Top of Material for this exercise

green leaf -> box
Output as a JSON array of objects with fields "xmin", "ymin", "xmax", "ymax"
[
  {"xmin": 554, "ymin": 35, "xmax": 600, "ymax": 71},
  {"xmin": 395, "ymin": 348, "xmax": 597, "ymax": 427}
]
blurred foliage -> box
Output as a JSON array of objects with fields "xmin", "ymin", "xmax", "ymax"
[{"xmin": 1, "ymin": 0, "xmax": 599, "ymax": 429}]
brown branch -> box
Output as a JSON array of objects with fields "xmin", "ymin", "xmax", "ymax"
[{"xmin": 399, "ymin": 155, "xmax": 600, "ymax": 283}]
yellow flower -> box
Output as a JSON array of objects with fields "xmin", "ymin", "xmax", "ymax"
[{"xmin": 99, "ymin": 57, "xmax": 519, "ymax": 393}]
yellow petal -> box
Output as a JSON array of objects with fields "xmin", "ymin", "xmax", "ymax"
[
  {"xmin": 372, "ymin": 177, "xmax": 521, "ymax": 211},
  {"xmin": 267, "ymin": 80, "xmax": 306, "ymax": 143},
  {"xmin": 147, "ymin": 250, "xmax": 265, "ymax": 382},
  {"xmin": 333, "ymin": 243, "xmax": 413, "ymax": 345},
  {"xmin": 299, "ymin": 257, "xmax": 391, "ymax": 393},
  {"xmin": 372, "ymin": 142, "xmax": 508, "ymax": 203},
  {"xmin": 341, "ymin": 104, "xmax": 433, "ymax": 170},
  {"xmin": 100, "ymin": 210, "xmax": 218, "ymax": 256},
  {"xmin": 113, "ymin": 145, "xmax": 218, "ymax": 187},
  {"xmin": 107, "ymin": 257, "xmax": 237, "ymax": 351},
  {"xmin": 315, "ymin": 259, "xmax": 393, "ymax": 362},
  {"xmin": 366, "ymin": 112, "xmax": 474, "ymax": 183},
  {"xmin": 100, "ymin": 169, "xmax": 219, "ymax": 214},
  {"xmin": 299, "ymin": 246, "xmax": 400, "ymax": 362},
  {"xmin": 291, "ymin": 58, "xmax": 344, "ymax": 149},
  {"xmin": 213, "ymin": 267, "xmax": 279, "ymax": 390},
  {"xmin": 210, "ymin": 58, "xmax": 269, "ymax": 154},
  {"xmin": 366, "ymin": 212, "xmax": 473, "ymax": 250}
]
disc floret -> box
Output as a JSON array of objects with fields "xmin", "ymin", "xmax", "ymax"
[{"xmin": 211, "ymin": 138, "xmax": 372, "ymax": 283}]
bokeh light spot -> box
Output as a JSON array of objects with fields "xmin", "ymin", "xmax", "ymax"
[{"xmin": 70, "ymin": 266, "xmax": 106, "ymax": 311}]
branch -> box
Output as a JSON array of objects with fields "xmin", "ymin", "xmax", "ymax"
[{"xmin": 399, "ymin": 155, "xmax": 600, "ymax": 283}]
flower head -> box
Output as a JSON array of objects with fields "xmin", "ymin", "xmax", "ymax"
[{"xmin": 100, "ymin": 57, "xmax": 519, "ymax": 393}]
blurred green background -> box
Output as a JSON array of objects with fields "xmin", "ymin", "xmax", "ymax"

Bottom of Material for this exercise

The complete set of entries above must be reproduced verbatim.

green leaf -> box
Output as a JSON array of objects with fields "xmin", "ymin", "xmax", "ymax"
[
  {"xmin": 554, "ymin": 35, "xmax": 600, "ymax": 71},
  {"xmin": 395, "ymin": 348, "xmax": 597, "ymax": 427}
]
blurred foliage -> box
Output as a JSON array of objects with fields "xmin", "ymin", "xmax", "ymax"
[{"xmin": 1, "ymin": 0, "xmax": 599, "ymax": 429}]
brown branch -> box
Output as a JSON array of objects with fields "xmin", "ymin", "xmax", "ymax"
[{"xmin": 399, "ymin": 155, "xmax": 600, "ymax": 283}]
yellow flower -> box
Output as a JSON array of objects with fields "xmin", "ymin", "xmax", "ymax"
[{"xmin": 99, "ymin": 57, "xmax": 519, "ymax": 393}]
yellow petal -> box
Output as a JSON array of objects with fields "xmin", "ymin", "xmax", "ymax"
[
  {"xmin": 372, "ymin": 177, "xmax": 521, "ymax": 211},
  {"xmin": 267, "ymin": 80, "xmax": 306, "ymax": 143},
  {"xmin": 147, "ymin": 250, "xmax": 265, "ymax": 382},
  {"xmin": 333, "ymin": 243, "xmax": 413, "ymax": 345},
  {"xmin": 299, "ymin": 257, "xmax": 391, "ymax": 393},
  {"xmin": 372, "ymin": 142, "xmax": 508, "ymax": 203},
  {"xmin": 341, "ymin": 104, "xmax": 433, "ymax": 170},
  {"xmin": 100, "ymin": 210, "xmax": 218, "ymax": 256},
  {"xmin": 113, "ymin": 145, "xmax": 218, "ymax": 187},
  {"xmin": 107, "ymin": 257, "xmax": 237, "ymax": 351},
  {"xmin": 315, "ymin": 259, "xmax": 393, "ymax": 362},
  {"xmin": 366, "ymin": 112, "xmax": 474, "ymax": 183},
  {"xmin": 100, "ymin": 169, "xmax": 219, "ymax": 214},
  {"xmin": 299, "ymin": 246, "xmax": 400, "ymax": 362},
  {"xmin": 291, "ymin": 58, "xmax": 344, "ymax": 149},
  {"xmin": 213, "ymin": 267, "xmax": 279, "ymax": 390},
  {"xmin": 210, "ymin": 58, "xmax": 269, "ymax": 154},
  {"xmin": 366, "ymin": 212, "xmax": 473, "ymax": 250}
]
disc floret -> box
Output as a JSON array of objects with fields "xmin", "ymin", "xmax", "ymax"
[{"xmin": 211, "ymin": 138, "xmax": 372, "ymax": 283}]
bokeh light spot -> box
Output as a JSON array of objects with fields "xmin", "ymin", "xmax", "ymax"
[{"xmin": 70, "ymin": 266, "xmax": 106, "ymax": 311}]
branch -> box
Output as a JSON array of objects with fields "xmin", "ymin", "xmax", "ymax"
[{"xmin": 399, "ymin": 155, "xmax": 600, "ymax": 283}]
flower head -> box
Output as a JSON array of objects with fields "xmin", "ymin", "xmax", "ymax"
[{"xmin": 100, "ymin": 57, "xmax": 519, "ymax": 393}]
blurred green background -> box
Output as a JSON array of objects with fields "xmin", "ymin", "xmax", "ymax"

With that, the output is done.